┌─ Text for analysis

The Cline farm in the Lawrence County town of Heltonville has been in the family for generations – so long, in fact, the original deed had President John Quincy Adams’s name on it. Audrey Cline grew up on this land, cherishing its tall old trees, purling creek and animals ambling about. Now she shares it with her husband Bob — a National Guard Captain and their children — many laughing children.
After raising one family of six kids, Audrey and her husband Bob decided to embark on another, adopting five more, including two small boys from China with special needs. The Clines share the farm with a menagerie of epic proportions: a large herd of cattle, 15 dogs, miniature horses and an array of chickens, ducks, geese and peacocks, tended by Hunter, 8. But the Cline farm is currently missing an important member.
Captain Bob Cline is one of the commanders of the Indiana National Guard’s 119th Agribusiness Development Team that is deployed in eastern Afghanistan’s Khost Province, one of the country’s insurgency hot spots. Captain Cline’s unit includes Purdue-trained agricultural experts, who are working with Afghan farmers to improve locals’ incomes with sustainable practices. The team’s engineers and hydrologists are scouting locations for surface reservoirs.
While Captain Cline faces his challenges in Afghanistan, the Cline family faces its own in Indiana, keeping up the farm and tending to a passel of kids-some with special needs. The week before, Danny, 4, underwent surgery at Riley Hospital in Indianapolis. Though Bob knew about his son’s surgery, Audrey says she’s been coached to keep some information from her husband…
“They told us in the beginning not to worry them while they were there,” Audrey said. “They need to be keeping their mind on their business so that no one gets hurt. Everything’s been going fine, as far as he knows.”
The Cline’s neighbors pitch in to help, as does their extended family. The older kids help mind their younger siblings, and assist with the farm chores. Audrey Cline laughs when she learns her neighbor, Lawrence County Farm Bureau president Walter Hunter, calls her a “pretty capable woman,” who does “most things herself.”

└─
┌─ Data listing

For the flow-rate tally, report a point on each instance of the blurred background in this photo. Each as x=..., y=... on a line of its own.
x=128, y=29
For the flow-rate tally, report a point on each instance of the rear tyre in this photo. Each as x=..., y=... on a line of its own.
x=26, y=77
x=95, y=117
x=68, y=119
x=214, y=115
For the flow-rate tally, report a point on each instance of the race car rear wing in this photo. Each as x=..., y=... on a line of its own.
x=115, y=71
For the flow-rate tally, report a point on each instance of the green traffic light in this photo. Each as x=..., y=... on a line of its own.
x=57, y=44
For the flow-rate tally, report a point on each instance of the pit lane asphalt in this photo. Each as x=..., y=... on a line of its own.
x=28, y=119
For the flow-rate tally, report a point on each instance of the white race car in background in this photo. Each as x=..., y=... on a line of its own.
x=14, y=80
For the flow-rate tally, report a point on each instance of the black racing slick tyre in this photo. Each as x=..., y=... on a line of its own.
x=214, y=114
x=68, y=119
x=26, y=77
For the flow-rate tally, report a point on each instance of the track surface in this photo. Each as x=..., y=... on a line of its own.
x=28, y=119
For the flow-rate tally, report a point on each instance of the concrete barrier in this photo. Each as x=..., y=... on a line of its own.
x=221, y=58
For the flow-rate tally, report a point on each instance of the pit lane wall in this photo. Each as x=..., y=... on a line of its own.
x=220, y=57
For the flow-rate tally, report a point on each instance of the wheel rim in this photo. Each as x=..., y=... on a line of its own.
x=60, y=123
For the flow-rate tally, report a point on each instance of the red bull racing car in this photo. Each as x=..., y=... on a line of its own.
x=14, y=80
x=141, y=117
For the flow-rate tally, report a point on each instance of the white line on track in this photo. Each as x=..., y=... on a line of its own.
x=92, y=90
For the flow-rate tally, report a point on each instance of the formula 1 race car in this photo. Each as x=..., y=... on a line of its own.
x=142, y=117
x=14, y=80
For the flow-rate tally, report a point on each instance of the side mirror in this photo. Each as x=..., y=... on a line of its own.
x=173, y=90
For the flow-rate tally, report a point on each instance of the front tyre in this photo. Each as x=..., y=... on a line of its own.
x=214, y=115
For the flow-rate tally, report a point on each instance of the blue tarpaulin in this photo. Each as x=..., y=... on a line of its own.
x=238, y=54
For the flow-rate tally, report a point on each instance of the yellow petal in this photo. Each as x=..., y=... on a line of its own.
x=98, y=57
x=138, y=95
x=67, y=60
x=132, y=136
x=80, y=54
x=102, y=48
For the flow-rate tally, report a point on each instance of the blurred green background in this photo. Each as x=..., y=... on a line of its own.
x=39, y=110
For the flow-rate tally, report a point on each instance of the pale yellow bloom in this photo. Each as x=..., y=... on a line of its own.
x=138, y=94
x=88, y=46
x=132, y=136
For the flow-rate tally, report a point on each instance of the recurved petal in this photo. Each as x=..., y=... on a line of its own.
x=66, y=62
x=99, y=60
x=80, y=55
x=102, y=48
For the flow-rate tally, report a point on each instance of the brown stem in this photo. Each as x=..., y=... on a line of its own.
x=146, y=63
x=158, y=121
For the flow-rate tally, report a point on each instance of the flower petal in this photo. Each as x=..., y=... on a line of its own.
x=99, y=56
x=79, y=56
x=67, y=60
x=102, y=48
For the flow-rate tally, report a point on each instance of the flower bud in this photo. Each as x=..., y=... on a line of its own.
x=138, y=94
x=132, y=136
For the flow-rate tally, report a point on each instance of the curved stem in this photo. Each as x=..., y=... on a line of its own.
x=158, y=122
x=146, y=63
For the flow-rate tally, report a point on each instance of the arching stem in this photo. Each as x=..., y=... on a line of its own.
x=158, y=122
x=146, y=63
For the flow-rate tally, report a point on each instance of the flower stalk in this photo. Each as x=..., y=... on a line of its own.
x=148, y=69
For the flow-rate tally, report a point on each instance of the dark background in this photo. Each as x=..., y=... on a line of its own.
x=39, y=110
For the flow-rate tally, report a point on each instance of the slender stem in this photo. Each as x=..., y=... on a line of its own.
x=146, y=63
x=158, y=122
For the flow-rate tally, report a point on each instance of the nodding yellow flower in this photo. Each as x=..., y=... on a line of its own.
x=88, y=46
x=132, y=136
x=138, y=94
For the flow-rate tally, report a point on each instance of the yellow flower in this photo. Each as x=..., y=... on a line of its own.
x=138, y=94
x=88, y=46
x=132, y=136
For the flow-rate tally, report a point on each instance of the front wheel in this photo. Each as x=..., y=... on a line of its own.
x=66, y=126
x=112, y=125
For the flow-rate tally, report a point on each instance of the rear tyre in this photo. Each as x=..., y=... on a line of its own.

└─

What to do.
1. Please translate this sentence from the article about the Cline farm into Spanish: "The older kids help mind their younger siblings, and assist with the farm chores."
2. Decide whether each statement agrees with the article about the Cline farm, answering yes or no and quoting the deciding words.
(a) The Clines adopted two small boys from China with special needs.
(b) Danny had surgery at a hospital in Afghanistan.
(c) Captain Cline's team is deployed in western Afghanistan.
3. Summarize the article about the Cline farm in two sentences.

Expected responses.
1. Los hijos mayores ayudan a cuidar a sus hermanos menores y colaboran con las tareas de la granja.

2.
(a) Yes: "adopting five more, including two small boys from China with special needs"
(b) No: "Danny, 4, underwent surgery at Riley Hospital in Indianapolis."
(c) No: "deployed in eastern Afghanistan’s Khost Province"

3. Audrey Cline and her children, including five adopted ones, keep up a generations-old family farm in Heltonville, Lawrence County, with help from neighbors, extended family and the older kids. Her husband, Captain Bob Cline, is deployed in Afghanistan's Khost Province with an Indiana National Guard agribusiness team working with Afghan farmers, and Audrey has been coached to keep some information from him.